▸ WHAT YOU ARE ASKED TO DO: Scan the listing and copy each line where the word "strip" is present.

▸ THE DATA:
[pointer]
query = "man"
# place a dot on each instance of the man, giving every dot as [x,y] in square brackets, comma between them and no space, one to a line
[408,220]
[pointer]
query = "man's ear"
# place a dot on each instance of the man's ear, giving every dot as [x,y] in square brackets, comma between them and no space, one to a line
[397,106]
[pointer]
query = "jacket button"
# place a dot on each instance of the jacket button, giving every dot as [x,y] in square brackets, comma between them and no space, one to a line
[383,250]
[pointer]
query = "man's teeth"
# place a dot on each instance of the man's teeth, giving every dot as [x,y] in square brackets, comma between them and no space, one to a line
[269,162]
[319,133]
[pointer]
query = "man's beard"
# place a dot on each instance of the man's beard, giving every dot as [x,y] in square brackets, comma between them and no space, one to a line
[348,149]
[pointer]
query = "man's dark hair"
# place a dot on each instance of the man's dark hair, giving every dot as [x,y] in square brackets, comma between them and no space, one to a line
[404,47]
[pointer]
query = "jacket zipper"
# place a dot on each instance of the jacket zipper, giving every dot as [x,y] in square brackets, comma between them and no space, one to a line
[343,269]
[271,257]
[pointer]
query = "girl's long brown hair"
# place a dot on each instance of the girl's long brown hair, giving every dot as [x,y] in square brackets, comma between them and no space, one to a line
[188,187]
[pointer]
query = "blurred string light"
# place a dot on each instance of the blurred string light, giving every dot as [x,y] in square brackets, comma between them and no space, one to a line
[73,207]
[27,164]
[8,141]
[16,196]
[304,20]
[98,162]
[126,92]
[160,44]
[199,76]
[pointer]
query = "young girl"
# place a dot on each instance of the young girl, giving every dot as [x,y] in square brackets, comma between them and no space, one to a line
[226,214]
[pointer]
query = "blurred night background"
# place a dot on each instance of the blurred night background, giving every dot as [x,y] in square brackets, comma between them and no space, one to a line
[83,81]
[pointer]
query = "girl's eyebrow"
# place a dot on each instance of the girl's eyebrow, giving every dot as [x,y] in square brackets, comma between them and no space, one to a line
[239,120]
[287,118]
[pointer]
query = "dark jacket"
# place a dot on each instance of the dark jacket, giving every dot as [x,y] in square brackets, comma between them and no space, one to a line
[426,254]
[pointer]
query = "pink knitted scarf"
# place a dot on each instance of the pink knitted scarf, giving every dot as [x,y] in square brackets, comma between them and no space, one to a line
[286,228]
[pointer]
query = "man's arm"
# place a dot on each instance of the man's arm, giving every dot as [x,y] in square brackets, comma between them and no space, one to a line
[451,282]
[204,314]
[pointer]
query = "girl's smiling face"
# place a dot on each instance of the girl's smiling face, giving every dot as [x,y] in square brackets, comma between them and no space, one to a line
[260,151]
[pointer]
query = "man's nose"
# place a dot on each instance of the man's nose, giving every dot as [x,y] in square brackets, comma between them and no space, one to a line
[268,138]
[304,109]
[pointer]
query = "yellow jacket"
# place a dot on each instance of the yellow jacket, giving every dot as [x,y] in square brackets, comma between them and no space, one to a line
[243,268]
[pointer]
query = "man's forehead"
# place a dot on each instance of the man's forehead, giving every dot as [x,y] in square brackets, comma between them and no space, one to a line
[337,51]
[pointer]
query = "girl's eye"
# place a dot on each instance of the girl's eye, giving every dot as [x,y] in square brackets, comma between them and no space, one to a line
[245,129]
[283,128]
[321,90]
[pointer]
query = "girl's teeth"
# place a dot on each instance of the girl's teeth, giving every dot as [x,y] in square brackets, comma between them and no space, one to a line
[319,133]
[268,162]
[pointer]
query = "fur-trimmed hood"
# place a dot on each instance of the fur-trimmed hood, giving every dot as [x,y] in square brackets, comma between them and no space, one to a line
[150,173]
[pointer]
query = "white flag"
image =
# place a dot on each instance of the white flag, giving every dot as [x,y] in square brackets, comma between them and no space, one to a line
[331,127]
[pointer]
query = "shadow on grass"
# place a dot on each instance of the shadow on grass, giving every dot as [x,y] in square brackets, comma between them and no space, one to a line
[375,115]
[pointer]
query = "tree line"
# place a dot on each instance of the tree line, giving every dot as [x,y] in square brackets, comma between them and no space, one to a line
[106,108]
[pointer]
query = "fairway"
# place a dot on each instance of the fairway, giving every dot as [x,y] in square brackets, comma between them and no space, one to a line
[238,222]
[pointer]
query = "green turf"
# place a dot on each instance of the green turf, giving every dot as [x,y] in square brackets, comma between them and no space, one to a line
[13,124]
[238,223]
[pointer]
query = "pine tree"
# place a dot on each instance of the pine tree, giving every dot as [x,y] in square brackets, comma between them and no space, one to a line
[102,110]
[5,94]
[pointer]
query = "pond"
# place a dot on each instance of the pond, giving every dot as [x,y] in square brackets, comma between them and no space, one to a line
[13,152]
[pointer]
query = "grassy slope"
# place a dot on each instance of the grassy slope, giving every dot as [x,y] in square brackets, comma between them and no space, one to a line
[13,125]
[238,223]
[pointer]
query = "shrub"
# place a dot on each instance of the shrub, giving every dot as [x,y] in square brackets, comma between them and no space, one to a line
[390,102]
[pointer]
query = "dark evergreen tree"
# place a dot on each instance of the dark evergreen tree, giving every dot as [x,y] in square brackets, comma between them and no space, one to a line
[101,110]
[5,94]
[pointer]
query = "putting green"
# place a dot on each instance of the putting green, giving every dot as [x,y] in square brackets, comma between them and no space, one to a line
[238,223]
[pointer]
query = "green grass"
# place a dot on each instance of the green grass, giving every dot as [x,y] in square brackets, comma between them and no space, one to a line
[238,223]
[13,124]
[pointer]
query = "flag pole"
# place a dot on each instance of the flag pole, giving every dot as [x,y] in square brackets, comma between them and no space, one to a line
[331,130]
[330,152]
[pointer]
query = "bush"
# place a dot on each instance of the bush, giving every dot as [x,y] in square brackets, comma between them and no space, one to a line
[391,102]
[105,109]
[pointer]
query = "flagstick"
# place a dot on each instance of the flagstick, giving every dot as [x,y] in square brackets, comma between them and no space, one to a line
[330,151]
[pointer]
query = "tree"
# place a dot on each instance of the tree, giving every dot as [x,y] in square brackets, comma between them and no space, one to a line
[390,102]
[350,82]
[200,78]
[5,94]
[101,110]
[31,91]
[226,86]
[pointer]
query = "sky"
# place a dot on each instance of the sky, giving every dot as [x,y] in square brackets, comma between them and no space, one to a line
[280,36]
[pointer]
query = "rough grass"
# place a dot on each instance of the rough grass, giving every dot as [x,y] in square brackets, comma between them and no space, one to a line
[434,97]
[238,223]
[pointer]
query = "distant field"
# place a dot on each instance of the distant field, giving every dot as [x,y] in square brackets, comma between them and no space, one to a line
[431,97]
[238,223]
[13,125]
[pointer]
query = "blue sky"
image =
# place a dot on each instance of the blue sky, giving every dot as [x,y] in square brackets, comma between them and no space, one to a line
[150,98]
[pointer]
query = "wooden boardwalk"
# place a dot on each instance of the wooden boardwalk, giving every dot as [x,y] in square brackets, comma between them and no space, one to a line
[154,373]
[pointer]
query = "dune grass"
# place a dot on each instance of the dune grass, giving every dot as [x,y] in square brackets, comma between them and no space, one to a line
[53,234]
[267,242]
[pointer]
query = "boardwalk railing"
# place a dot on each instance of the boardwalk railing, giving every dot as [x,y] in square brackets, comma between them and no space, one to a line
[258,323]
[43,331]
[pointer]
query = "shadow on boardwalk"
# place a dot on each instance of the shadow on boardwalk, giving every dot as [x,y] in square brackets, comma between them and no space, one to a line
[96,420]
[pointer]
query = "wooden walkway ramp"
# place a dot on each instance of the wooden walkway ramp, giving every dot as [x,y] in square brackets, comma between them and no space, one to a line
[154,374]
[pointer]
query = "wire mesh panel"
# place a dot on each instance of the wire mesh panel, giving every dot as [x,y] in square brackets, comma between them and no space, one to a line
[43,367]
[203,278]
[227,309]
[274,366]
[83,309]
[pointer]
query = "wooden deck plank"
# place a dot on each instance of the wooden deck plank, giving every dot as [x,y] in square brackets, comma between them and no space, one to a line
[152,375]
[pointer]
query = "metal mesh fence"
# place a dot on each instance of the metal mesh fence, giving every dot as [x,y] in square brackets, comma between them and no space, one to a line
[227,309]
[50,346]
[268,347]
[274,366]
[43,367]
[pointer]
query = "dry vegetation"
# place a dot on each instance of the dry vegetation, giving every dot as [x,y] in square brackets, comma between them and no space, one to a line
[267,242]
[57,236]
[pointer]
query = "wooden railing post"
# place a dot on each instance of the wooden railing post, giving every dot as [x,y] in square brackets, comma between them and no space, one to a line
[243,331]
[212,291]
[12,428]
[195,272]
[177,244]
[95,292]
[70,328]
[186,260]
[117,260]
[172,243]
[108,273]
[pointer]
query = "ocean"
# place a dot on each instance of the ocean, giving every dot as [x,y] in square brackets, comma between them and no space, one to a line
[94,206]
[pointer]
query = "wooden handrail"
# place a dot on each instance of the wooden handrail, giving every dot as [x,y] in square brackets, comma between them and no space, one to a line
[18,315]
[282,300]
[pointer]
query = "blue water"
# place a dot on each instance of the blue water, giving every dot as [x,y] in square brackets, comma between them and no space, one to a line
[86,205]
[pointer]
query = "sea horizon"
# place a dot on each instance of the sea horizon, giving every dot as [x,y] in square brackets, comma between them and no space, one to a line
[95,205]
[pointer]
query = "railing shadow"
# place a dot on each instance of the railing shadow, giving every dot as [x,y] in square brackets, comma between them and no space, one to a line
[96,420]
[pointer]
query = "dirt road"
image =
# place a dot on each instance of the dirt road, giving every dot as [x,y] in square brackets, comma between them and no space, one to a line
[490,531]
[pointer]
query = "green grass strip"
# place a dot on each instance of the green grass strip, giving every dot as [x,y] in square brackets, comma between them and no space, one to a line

▸ ANSWER FOR THIS EXERCISE:
query = "green grass strip"
# place a dot on each instance of the green grass strip, giving every dot as [x,y] in square brackets, comma between them and no space, one to a line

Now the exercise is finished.